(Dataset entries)
Segment Open

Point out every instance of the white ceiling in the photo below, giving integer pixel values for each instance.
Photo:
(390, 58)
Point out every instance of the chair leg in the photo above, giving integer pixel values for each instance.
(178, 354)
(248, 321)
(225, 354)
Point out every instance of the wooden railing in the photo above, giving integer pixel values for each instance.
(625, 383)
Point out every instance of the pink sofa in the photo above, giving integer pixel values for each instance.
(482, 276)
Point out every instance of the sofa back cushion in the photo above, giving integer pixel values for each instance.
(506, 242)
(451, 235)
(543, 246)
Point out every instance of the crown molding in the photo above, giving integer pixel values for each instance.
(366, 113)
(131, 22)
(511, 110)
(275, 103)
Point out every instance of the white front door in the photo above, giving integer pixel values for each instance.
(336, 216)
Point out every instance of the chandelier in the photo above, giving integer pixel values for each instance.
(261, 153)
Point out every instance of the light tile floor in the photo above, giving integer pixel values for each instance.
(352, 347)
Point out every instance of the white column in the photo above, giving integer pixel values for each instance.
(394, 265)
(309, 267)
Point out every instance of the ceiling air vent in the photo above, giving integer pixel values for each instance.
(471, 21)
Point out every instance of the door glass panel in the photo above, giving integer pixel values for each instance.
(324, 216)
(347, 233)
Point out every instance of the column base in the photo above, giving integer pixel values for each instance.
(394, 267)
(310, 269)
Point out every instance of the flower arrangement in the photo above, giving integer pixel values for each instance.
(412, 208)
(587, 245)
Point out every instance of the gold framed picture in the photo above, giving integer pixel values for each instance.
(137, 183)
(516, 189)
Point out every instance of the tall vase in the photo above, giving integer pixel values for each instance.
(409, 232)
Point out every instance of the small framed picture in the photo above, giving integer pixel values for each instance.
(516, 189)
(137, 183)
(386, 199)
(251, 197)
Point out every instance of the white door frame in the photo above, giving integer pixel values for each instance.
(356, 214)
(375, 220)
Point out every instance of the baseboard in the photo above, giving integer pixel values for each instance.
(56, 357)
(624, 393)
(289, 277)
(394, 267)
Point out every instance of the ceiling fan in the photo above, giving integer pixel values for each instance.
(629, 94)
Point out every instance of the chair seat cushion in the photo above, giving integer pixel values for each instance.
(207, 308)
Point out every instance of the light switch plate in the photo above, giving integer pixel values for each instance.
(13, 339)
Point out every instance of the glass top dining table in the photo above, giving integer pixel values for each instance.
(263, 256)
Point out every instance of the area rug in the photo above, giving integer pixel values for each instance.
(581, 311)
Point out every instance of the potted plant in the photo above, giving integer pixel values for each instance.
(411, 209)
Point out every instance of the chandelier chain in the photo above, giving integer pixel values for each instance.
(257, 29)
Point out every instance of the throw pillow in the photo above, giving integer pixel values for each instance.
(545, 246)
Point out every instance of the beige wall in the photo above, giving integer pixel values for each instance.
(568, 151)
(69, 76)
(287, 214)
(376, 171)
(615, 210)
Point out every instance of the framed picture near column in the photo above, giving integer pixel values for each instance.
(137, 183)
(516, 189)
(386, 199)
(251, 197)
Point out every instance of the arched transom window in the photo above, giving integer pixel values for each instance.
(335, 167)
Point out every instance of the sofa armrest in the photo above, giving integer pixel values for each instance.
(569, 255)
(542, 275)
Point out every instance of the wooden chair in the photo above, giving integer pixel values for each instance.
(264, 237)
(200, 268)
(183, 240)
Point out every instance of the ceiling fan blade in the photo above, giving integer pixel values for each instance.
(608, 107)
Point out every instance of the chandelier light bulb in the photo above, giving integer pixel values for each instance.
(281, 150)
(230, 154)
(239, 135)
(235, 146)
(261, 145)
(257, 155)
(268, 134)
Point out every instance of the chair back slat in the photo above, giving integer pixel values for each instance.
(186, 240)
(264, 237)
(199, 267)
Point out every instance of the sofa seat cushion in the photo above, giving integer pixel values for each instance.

Segment Closed

Start to finish, copy the records above with no differences.

RESULT OF THE EXERCISE
Point out every instance of the white ceiling in the photo below, giving integer pixel values for each instance.
Photo:
(390, 58)
Point out every instance of the chair leg in the photo above, giving integer pixel values for each instance.
(178, 354)
(248, 321)
(225, 354)
Point out every instance of the wooden railing in the photo above, giving integer pixel values for each instance.
(625, 383)
Point out every instance of the pink sofa in the photo above, giving integer pixel values for each instance.
(482, 276)
Point out every instance of the sofa back cushion in the photo above, giving integer pixel values for each instance.
(506, 242)
(451, 235)
(543, 246)
Point out every instance of the crown molding in the photo above, giving integer pixel values for each instance.
(366, 113)
(131, 22)
(511, 110)
(275, 103)
Point out every instance of the white front door in the photo above, giving integer pixel values for each instance.
(336, 216)
Point out every instance of the chandelier in the photo above, giving integer pixel values for each instance.
(261, 153)
Point out every instance of the light tile floor in the photo above, giving integer pixel values for each instance.
(352, 347)
Point out every instance of the white column in the photo above, giving integer pixel values for each instance.
(394, 265)
(309, 267)
Point out every instance of the ceiling air vent in the photo above, giving integer pixel values for each instance.
(471, 21)
Point out every instance of the door glass panel in the photo above, giving integer pixel values for each instance.
(324, 216)
(347, 233)
Point out every instance of the column base in the photo above, giving integer pixel values for each instance.
(394, 267)
(310, 269)
Point out every instance of the flower arrangement in the photo above, giving integer pixel values for each instance.
(412, 208)
(587, 245)
Point out every instance of the gold framed picture in the photo above, giving integer pixel values for each instance.
(137, 183)
(516, 189)
Point out every instance of the tall vase in the photo above, giving integer pixel values for each instance.
(409, 232)
Point out every instance of the small framed picture in the photo above, giving integer pixel values for each instance.
(516, 189)
(137, 183)
(386, 199)
(251, 197)
Point out every instance of the white door frame in the photo above, giving integer pixel values for each instance.
(356, 214)
(375, 220)
Point out every instance of the baseboard in the photo above, giving integer pixel values for each instance.
(56, 357)
(624, 393)
(289, 277)
(394, 267)
Point out every instance of the ceiling fan in the photo above, giving integer pixel values for each instance.
(629, 94)
Point out every instance of the chair seat cushion in the photo above, giving integer pixel values for each instance.
(207, 308)
Point out every instance of the light switch plate in the photo above, giving integer pixel values for each instance.
(13, 339)
Point out every instance of the glass top dining table in the photo above, giving integer pixel values for each instance.
(263, 256)
Point out every instance of the area rug in the photo above, giving integer pixel values for each instance.
(581, 311)
Point out every instance of the potted plant in the photo above, giving integer pixel values for each instance.
(411, 209)
Point out every instance of the chandelier chain in the photo above, giving integer pixel values for each instance.
(257, 29)
Point out every instance of the throw pillow in the photo above, giving integer pixel values for each instance.
(545, 246)
Point out every instance of the beige wall in the photo above, giving integer pixel values for each instance.
(568, 151)
(69, 76)
(287, 214)
(376, 171)
(615, 210)
Point out every instance of the framed picture near column in the photo above, giving integer pixel values for each instance.
(137, 183)
(516, 189)
(386, 199)
(251, 197)
Point out every instance of the arched transom window in the photo above, giving integer pixel values for each instance.
(335, 167)
Point out every instance of the sofa armrest in the photo above, giving integer pixel values for each instance.
(569, 255)
(542, 275)
Point out every instance of the wooden chair in the photo above, giving integer pixel values for each instance.
(264, 237)
(200, 268)
(183, 240)
Point out every instance of the ceiling fan blade in the photo above, giving integer pixel values for each instance.
(608, 107)
Point out every instance of the chandelier light bulb in the photo above, giving integer pixel values for each instance.
(281, 150)
(230, 154)
(239, 135)
(235, 146)
(261, 145)
(257, 155)
(268, 134)
Point out every instance of the chair back slat in the photo above, giving integer pixel values for each instance.
(186, 240)
(264, 237)
(199, 267)
Point out every instance of the sofa seat cushion in the photo above, giving integer pixel values for each instance.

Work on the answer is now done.